**Brief:**
Please convert the lines below into a Markdown table with two columns, "Row" and "Line," giving each line its row number. Leave out any blank lines.

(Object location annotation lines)
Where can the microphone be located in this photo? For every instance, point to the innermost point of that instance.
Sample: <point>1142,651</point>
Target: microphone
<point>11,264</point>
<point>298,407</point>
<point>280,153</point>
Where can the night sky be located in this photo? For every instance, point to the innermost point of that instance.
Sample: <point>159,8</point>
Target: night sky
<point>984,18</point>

**Response to this exercise:**
| Row | Line |
|---|---|
| 1 | Where can the microphone be located in this photo? For every instance, point to the innermost point of that instance. |
| 2 | Sample: <point>1142,651</point> |
| 3 | Target: microphone |
| 4 | <point>11,264</point> |
| 5 | <point>298,407</point> |
| 6 | <point>280,153</point> |
| 7 | Where can the night sky be located in this photo? For every instance, point to the innermost point of that instance. |
| 8 | Sample: <point>159,8</point> |
| 9 | Target: night sky |
| 10 | <point>984,18</point> |